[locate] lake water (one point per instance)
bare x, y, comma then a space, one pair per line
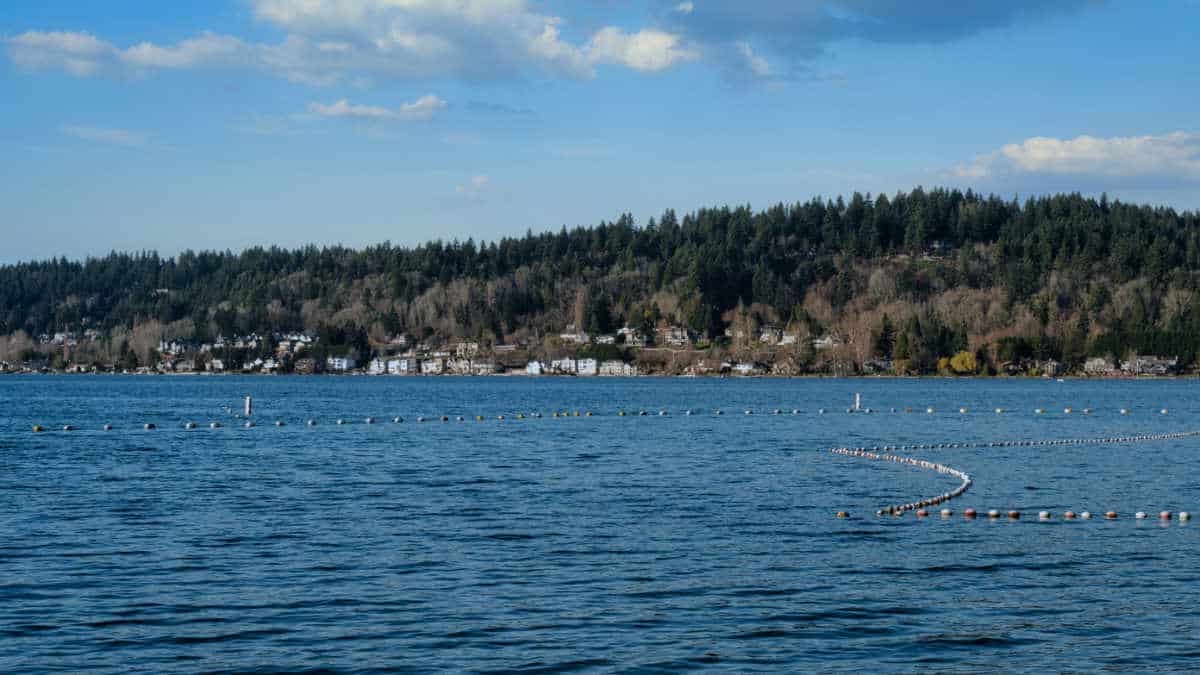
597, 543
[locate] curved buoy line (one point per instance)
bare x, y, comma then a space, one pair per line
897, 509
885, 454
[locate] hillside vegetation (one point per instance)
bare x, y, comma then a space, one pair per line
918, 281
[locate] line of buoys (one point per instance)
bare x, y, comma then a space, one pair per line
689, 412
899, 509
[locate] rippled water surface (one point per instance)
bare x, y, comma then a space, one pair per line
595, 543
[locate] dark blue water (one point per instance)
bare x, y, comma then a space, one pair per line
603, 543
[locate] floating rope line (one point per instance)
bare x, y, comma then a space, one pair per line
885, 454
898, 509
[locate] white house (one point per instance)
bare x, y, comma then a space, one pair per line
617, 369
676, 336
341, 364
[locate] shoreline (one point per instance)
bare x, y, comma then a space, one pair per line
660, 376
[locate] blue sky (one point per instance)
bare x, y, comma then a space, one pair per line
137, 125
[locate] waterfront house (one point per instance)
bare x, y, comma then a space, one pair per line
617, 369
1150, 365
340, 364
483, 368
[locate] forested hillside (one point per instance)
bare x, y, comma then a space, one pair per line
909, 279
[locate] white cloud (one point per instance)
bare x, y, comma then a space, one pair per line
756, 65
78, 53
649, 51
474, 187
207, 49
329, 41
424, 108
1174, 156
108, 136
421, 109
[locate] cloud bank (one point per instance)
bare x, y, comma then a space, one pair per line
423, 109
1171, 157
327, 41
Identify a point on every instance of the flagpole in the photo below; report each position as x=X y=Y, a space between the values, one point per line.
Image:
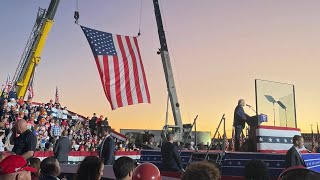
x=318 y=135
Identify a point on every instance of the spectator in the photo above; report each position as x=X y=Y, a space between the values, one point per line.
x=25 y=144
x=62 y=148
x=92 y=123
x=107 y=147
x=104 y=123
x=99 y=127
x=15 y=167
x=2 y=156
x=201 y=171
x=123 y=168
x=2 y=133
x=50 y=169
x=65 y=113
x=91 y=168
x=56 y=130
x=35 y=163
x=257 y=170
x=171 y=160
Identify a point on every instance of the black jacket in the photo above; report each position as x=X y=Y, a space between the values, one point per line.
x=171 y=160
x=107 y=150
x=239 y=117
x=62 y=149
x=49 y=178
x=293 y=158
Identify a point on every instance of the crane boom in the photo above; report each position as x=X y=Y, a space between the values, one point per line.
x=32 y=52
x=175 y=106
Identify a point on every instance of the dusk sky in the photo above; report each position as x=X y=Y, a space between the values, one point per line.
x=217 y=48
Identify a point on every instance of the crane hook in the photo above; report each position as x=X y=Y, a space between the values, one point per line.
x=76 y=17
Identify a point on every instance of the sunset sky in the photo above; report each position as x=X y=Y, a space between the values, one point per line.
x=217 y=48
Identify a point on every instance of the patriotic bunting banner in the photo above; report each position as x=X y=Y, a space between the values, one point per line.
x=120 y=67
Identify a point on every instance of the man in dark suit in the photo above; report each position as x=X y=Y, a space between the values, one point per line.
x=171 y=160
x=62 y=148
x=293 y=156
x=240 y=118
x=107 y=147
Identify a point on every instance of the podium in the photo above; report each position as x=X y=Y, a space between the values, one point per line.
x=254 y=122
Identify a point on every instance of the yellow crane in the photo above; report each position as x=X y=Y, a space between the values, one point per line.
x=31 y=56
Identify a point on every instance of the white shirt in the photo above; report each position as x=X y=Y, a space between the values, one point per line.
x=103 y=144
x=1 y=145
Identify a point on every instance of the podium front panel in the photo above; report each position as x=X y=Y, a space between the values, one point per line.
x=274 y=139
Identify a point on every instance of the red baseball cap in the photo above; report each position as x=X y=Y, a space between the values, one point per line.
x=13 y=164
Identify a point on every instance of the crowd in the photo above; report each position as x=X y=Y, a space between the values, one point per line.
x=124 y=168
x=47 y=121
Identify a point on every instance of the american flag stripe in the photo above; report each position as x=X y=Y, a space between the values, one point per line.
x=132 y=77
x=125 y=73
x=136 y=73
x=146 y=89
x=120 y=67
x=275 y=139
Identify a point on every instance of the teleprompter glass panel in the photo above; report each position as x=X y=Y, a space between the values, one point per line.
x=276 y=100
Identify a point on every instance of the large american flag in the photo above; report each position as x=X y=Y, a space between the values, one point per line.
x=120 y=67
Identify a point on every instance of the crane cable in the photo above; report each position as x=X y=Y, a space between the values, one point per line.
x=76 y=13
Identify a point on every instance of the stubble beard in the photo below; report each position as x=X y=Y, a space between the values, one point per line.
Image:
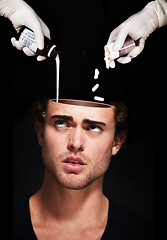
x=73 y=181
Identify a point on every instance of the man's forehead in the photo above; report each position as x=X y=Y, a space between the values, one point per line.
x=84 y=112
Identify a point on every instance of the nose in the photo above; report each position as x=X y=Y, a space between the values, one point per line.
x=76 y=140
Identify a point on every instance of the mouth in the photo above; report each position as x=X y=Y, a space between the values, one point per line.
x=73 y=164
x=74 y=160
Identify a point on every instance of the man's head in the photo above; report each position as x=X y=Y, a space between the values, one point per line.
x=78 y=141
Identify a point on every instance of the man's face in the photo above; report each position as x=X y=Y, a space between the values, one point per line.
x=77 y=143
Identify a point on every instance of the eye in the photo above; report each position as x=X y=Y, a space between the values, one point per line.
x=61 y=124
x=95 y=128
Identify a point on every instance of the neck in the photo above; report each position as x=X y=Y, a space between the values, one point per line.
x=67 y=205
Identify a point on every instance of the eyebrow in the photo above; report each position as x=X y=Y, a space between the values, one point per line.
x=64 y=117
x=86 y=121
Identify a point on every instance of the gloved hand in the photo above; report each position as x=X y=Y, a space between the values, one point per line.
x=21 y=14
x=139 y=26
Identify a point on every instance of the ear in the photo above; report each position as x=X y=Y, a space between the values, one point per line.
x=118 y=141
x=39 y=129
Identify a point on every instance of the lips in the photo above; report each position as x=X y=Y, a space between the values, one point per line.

# # # # # # #

[Work order]: Repeat the material verbatim but without any of its pictures.

[Written solution]:
[locate] lake water (one point per instance)
bare x, y, comma then a space, one pair per line
597, 543
[locate] curved buoy line (one point per instance)
bare x, y, comma then a space, one pair per line
897, 509
885, 454
[locate] hillside vegetation (one point per instance)
bare x, y, comma then a space, one pair per line
918, 281
[locate] line of buoys (one point per instance)
bare x, y, comma then a space, one pair per line
689, 412
899, 509
[locate] rippled water surface (one point per instance)
bare x, y, comma then a space, one pair per line
595, 543
[locate] dark blue water (one point per instance)
bare x, y, comma then a space, one pair per line
603, 543
[locate] floating rope line (one point per instance)
bare x, y, comma then a space, one pair per line
885, 454
898, 509
[locate] white house (one point per instance)
bare x, y, comma then a space, one pair per line
617, 369
676, 336
341, 364
[locate] shoreline (one point per instance)
bare x, y, comma then a space, one pair per line
660, 376
[locate] blue sky (one point per instance)
bare x, y, comma then a space, one pair per line
137, 125
[locate] waterfront house (one point per instance)
bare x, y, comma then a space, one pair per line
617, 369
1150, 365
340, 364
483, 368
[locate] forested hillside (one point per instance)
bare x, y, comma then a space, one pair per line
909, 279
[locate] white cloud (one point per instance)
bare x, y, comma then a space, one pair per line
756, 65
78, 53
649, 51
474, 187
207, 49
329, 41
424, 108
1174, 156
108, 136
421, 109
[locate] cloud bank (one point per instance)
bare x, y, comma then a space, one pair per line
423, 109
1171, 157
327, 41
Identify a point on every instance of the flagpole in the photo below; report each position as x=X y=Y, a space between the values, one point per line.
Image:
x=318 y=135
Identify a point on every instance of the spectator in the photo above; report each position as x=X y=Y, a space between the values, one point per line.
x=25 y=144
x=62 y=148
x=92 y=123
x=107 y=147
x=104 y=123
x=99 y=127
x=15 y=167
x=2 y=156
x=201 y=171
x=123 y=168
x=2 y=133
x=50 y=169
x=65 y=113
x=91 y=168
x=56 y=130
x=35 y=163
x=257 y=170
x=171 y=160
Identify a point on every instance of the black jacket in the photo above; report each position as x=X y=Y, a space between the values, one point per line.
x=171 y=160
x=107 y=150
x=239 y=117
x=62 y=149
x=49 y=178
x=293 y=158
Identify a point on every instance of the crane boom in the photo above; report each position as x=X y=Y, a space between the values, one point per line.
x=32 y=52
x=175 y=106
Identify a point on every instance of the dusk sky in the photo above; report each position as x=X y=Y, a space between the values, one point per line.
x=217 y=48
Identify a point on every instance of the crane hook in the photo above; report each position as x=X y=Y, a space between the values, one point per line.
x=76 y=17
Identify a point on every instance of the sunset sky in the photo above; report each position as x=X y=Y, a space between the values, one point per line.
x=217 y=48
Identify a point on every instance of the patriotic bunting banner in the photo above; report each position as x=X y=Y, a space between the values, one point per line.
x=120 y=67
Identify a point on every instance of the man in dark suit in the photo above; report each position as x=X y=Y, a space between the values, one point per line.
x=171 y=160
x=62 y=148
x=293 y=156
x=240 y=118
x=107 y=147
Identify a point on every instance of the podium in the photo above; report each position as x=X y=Y, a space between the values, one point per line.
x=254 y=122
Identify a point on every instance of the yellow crane in the photo above; report each position as x=X y=Y, a space between the values, one point per line.
x=31 y=56
Identify a point on every instance of the white shirt in the photo above; report each position as x=X y=Y, a space between the values, one point per line.
x=103 y=144
x=1 y=145
Identify a point on every instance of the podium front panel in the photo above; report each position as x=X y=Y, a space between the values, one point per line.
x=274 y=139
Identify a point on every instance of the red baseball cap in the photo above; report each position as x=X y=Y, a space between the values, one point per line.
x=13 y=164
Identify a point on every instance of the crowd in the photo above; report each position as x=X y=Y, a space between the values, one point per line.
x=124 y=168
x=47 y=121
Identify a point on every instance of the american flag stripe in the photo above; report each position as x=X y=Y, a space between the values, one point per line.
x=132 y=77
x=125 y=73
x=136 y=73
x=146 y=89
x=120 y=67
x=275 y=139
Identify a point on every instance of the teleprompter glass panel in the photo above; report each position as x=X y=Y, a space between the values, one point per line.
x=276 y=100
Identify a point on every instance of the large american flag in the photo above; report each position as x=X y=Y, a space between the values, one point per line.
x=120 y=67
Identify a point on every instance of the crane cable in the photo above; report each position as x=X y=Y, a space between the values, one point per line.
x=76 y=13
Identify a point on every instance of the stubble beard in the photo below; report each position as x=X y=Y, a space between the values, one point per line.
Image:
x=73 y=181
Identify a point on every instance of the man's forehead in the photo above; report each position as x=X y=Y, a space between the values, one point per line.
x=84 y=112
Identify a point on every instance of the nose in the photo above; report each position as x=X y=Y, a space between the values, one point per line.
x=76 y=140
Identify a point on every instance of the mouth in the photo above; report each position as x=X y=Y, a space between the values, one point per line.
x=73 y=164
x=74 y=160
Identify a point on every instance of the man's head in the photo above; report each position as x=X y=Y, a space between the values, one point per line.
x=78 y=141
Identify a point on every instance of the man's face in the photo above; report each position as x=X y=Y, a space between the values, one point per line.
x=77 y=143
Identify a point on every instance of the eye in the photo above; report each position as x=X y=Y, a space between the values, one point per line.
x=61 y=124
x=95 y=128
Identify a point on every instance of the neck in the photo above; report each position as x=X y=Y, a space between the values, one point per line.
x=67 y=205
Identify a point on every instance of the eyebrow in the photo above; report each position as x=X y=Y, a space between the values, one point per line.
x=64 y=117
x=86 y=121
Identify a point on every instance of the gloved hand in the photo above; report each position as x=X y=Y, a space between the values, one point per line.
x=21 y=14
x=139 y=26
Identify a point on every instance of the ear in the photo above; report each position as x=X y=Y, a space between the values, one point per line.
x=118 y=141
x=39 y=129
Identify a point on every instance of the lips in the photo above; report each position as x=X y=Y, a space between the values, one point per line.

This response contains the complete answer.